Why We Need a Breastfeeding Advocacy Initiative
Only 38% of infants are exclusively breastfed for their first six months of life. Improper and insufficient breastfeeding contributes to nearly 800,000 preventable child fatalities every year. A breastfeeding advocacy initiative would not only challenge the social pariah of the practice but also contribute to the improvement of mothers’ and children’s health worldwide.
Breast milk contains all of the nutrients that babies need in their first six months and has the ability to strengthen a child’s immune system to protect against illness. Breast milk has also increased children’s physical and cognitive development.
The benefits of breastfeeding extend beyond a baby’s health. Mothers who breastfeed reduce their risk of suffering from postpartum hemorrhage, which is a leading cause of death among new mothers. Mothers also find themselves at reduced risk for diabetes and breast cancer.
Why Breastfeeding is No Longer the Norm
So why then are such a small percentage of babies exclusively breastfed? One reason for low breastfeeding rates is the issue’s generally low prioritization by political leaders and policymakers.
Women also feel that breastfeeding is looked down upon in the workplace and the public sphere. For instance, if women cannot find a comfortable place to breastfeed at work, then their child is less likely to receive his or her’s natural source of nutrients. Additionally, there are many companies that sell formula and aggressively market the concoction as being a better alternative to breastfeeding.
To improve breastfeeding statistics, there is a global breastfeeding advocacy initiative underway with support from organizations such as UNICEF and the World Health Organization. Initiatives focus on educating mothers and communities about the benefits of breastfeeding and supporting policies and programs that spread this message.
In the West African nation of Guinea-Bissau, one in 10 children will die before they reach five years of age. Organizations such as UNICEF and the non-governmental organization CARITAS work tirelessly to improve this statistic, and a fruit of their labor has been the nutrition bungalows that now exist in Guinea-Bissau.
At these bungalows, mothers of children under five years old are invited to gather monthly for information sessions. The sessions are often interactive and they focus on promoting health for mothers and children. Mothers can also have their children measured and weighed to ensure that they are meeting developmental milestones.
These nutrition bungalows and all other projects incorporating a global breastfeeding advocacy initiative aim to spread awareness and increase support for exclusive breastfeeding in both the political and social spheres. In doing so, the lives of mothers and children can be saved and their quality of life improved.

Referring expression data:
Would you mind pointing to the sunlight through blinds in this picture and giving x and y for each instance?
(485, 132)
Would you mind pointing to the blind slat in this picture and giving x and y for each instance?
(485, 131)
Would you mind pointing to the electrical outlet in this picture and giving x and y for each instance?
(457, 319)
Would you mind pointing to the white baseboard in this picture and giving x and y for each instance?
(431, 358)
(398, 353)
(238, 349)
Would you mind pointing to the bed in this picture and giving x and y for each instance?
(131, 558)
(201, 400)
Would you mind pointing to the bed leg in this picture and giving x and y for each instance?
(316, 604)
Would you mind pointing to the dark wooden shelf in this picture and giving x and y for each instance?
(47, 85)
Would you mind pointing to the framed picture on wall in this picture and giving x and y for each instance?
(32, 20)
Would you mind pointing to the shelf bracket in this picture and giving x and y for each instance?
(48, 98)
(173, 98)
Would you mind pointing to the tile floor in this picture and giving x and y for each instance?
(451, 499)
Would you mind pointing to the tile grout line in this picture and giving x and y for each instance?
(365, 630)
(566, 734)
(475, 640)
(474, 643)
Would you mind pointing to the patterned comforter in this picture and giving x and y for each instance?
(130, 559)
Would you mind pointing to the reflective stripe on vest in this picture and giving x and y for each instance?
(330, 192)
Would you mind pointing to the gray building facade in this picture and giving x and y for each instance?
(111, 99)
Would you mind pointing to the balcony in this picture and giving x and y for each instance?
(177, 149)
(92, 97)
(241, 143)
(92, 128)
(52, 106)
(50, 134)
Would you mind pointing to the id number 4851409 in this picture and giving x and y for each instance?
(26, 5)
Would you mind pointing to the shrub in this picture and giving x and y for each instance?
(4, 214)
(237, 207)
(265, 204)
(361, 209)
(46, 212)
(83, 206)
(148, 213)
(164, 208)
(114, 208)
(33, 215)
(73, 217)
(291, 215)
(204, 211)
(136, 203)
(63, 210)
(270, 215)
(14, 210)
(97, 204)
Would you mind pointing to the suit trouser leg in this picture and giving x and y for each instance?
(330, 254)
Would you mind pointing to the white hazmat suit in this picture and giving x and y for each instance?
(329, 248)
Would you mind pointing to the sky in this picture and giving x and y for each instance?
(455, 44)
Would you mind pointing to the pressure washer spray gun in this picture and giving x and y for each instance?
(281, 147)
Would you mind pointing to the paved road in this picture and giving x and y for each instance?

EXERCISE INSTRUCTIONS
1) Reproduce the breastfeeding advocacy article word for word, beginning at the words "Why Breastfeeding is" and stopping after the words "leaders and policymakers.".
2) According to the breastfeeding advocacy article, what proportion of children in Guinea-Bissau will die before reaching five years of age?
The entries are separate material, unrelated to the breastfeeding advocacy article.

PROBLEM SOLUTIONS
1)
Why Breastfeeding is No Longer the Norm
So why then are such a small percentage of babies exclusively breastfed? One reason for low breastfeeding rates is the issue’s generally low prioritization by political leaders and policymakers.

2) One in 10 children.